CONSIGNE 1: D'après l'article sur le Comité olympique mauricien, à quelle date les prochaines élections sont-elles prévues ?
CONSIGNE 2: Poursuivez l'article sur le Comité olympique mauricien à partir de sa dernière phrase.

TEXTE FOURNI:
Publicité

Comité olympique mauricien: Jeux de pouvoir et contre-pouvoir

15 octobre 2020, 22:00

Par

Partager cet article

Facebook X WhatsApp

Comité olympique mauricien: Jeux de pouvoir et contre-pouvoir

L’«équipe de réflexion» pour la relance du sport mauricien est composée de deux anciens ministres des Sports, Michael Glover et Rama Poonoosamy ; de Jessika Rosun, lanceuse de javelot ; de Vivian Gungaram et Jean-Michel Giraud, respectivement impliqués dans l’athlétisme et le tennis ; ainsi qu’Henri Wing Kai, ancien président de la fédération de basketball. Cette équipe réclame du changement à la tête du Comité olympique mauricien dirigé par Philippe Hao Thyn Voon, qui entame son quatrième mandat. Le fondateur de PAD CO s’apprête à se présenter aux prochaines élections, prévues le 29 octobre. Mais il est fort possible qu'elles soient renvoyées à l’année prochaine, après les Jeux olympiques, qui doivent se tenir du 21 juillet au 8 août 2021 à Tokyo.

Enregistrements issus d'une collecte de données

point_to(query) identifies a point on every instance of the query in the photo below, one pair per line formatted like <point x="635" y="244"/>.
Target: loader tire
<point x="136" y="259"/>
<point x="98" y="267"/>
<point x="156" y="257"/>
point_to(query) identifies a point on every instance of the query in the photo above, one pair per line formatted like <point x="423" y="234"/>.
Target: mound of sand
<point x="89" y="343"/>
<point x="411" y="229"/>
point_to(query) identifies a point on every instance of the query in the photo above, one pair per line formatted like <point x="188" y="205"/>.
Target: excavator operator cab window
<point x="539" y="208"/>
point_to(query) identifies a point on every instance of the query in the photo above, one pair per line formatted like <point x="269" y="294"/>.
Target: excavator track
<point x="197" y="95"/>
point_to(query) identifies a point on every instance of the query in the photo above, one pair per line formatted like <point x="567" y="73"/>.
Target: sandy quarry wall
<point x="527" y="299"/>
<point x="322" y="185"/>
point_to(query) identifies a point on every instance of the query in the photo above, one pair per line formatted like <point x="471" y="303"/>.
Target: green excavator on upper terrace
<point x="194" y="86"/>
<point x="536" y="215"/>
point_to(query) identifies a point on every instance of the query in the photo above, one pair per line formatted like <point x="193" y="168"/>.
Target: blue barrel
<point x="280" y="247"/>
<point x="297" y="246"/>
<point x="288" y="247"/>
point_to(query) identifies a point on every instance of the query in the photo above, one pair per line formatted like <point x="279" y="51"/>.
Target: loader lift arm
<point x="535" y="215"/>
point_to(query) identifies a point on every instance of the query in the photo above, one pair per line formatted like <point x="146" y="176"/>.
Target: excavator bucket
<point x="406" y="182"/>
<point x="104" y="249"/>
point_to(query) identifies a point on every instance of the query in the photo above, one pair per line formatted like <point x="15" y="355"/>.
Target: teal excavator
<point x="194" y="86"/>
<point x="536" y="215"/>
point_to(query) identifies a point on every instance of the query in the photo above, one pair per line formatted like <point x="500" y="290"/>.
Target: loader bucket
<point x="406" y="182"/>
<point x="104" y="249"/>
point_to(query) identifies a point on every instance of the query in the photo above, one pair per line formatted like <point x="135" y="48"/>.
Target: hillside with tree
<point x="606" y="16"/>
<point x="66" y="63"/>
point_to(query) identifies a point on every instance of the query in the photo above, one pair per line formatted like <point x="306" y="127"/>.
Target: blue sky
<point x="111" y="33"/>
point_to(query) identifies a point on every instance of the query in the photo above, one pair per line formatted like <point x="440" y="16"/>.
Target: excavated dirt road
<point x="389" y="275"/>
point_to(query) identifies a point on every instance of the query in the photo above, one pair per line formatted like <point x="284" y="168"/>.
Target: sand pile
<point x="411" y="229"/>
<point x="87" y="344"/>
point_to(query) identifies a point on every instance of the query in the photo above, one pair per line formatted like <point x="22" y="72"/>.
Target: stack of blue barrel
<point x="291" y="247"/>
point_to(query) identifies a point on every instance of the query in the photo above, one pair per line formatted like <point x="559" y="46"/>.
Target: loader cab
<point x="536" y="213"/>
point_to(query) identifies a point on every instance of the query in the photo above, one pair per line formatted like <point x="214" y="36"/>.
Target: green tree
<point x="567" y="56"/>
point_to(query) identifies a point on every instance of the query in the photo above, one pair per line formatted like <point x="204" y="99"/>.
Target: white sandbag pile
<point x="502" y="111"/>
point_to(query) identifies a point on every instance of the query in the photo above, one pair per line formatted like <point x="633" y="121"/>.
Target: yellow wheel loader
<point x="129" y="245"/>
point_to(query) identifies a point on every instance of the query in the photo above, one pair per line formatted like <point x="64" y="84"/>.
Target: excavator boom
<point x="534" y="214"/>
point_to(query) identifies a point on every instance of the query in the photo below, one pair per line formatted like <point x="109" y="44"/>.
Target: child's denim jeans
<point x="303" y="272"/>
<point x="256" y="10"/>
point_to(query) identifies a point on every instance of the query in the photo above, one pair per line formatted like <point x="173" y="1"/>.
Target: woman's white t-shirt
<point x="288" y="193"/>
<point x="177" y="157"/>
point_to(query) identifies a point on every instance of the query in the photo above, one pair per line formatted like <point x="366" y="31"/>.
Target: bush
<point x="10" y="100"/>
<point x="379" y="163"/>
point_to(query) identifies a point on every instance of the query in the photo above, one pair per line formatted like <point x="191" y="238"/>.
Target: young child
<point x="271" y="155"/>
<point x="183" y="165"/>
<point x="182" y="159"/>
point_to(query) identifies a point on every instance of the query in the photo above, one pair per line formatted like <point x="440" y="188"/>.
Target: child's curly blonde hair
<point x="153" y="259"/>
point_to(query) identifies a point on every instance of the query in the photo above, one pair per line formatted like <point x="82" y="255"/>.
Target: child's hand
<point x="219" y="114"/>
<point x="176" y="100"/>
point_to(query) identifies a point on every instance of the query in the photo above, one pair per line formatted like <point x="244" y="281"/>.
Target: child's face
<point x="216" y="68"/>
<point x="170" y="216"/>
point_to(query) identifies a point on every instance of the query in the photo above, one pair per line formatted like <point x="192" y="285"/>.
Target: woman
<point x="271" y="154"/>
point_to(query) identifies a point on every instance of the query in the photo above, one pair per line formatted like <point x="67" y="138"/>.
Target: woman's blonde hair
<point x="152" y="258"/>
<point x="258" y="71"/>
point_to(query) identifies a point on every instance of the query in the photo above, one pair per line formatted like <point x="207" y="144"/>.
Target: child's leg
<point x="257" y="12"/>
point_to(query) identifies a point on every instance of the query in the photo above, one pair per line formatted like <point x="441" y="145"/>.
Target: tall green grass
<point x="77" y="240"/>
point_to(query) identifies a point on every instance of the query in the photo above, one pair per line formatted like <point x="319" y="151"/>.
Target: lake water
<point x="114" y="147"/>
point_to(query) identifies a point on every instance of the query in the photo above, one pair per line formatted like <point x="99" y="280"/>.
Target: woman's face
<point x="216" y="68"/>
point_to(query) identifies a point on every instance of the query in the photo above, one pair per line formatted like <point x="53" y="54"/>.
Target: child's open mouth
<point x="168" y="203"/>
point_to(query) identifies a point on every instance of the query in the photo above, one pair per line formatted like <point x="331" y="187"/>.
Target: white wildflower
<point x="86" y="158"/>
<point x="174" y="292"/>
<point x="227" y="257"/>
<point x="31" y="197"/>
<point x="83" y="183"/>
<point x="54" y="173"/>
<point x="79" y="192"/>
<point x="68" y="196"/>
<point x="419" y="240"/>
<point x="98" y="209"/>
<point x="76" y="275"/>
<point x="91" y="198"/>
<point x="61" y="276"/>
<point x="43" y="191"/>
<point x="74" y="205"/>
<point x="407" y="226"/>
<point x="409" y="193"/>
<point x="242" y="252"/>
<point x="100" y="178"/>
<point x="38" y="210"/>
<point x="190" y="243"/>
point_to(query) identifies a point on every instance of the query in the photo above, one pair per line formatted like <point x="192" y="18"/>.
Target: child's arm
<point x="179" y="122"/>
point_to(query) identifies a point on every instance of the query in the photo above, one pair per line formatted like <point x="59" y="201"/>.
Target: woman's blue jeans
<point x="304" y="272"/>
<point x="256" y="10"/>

RÉPONSE 1: Le 29 octobre.

RÉPONSE 2:
Jessika Rosun réclame le départ de Philippe Hao Thyn Voon

Deux ans après, Jessika Rosun revient sur ses mésaventures en 2018 aux Jeux du Commonwealth, en Australie (voir plus loin). Son histoire avait ébranlé le sport mauricien. La lanceuse de javelot avait porté plainte pour attouchements contre Kaysee Teeroovengadum, le chef de mission pour ces Jeux. Philippe Hao Thyn Voon, le président du Comité olympique mauricien (COM), avait été accusé d’avoir tenté de minimiser l’affaire.

La sportive a rejoint le groupe de réflexion pour l’assainissement du sport. Elle réclame le départ de Philippe Hao Thyn Voon. «Il doit passer le flambeau à quelqu’un d’autre. Il en est à son troisième mandat et il veut un quatrième. N’y a-t-il pas d’autres personnes capables de prendre le contrôle du COM ?» L’athlète estime qu’elle n’a pas eu le soutien du président du COM en 2018. «Il avait qualifié cette agression de “ti pink pinkou” en mimant le geste. Je me suis sentie dénigrée. Je n’ai jamais cru qu’il allait banaliser une affaire de harcèlement, peu importe sa forme.» La lanceuse de javelot croit qu’il est temps qu’une nouvelle équipe prenne la barre du COM pour relancer le sport mauricien.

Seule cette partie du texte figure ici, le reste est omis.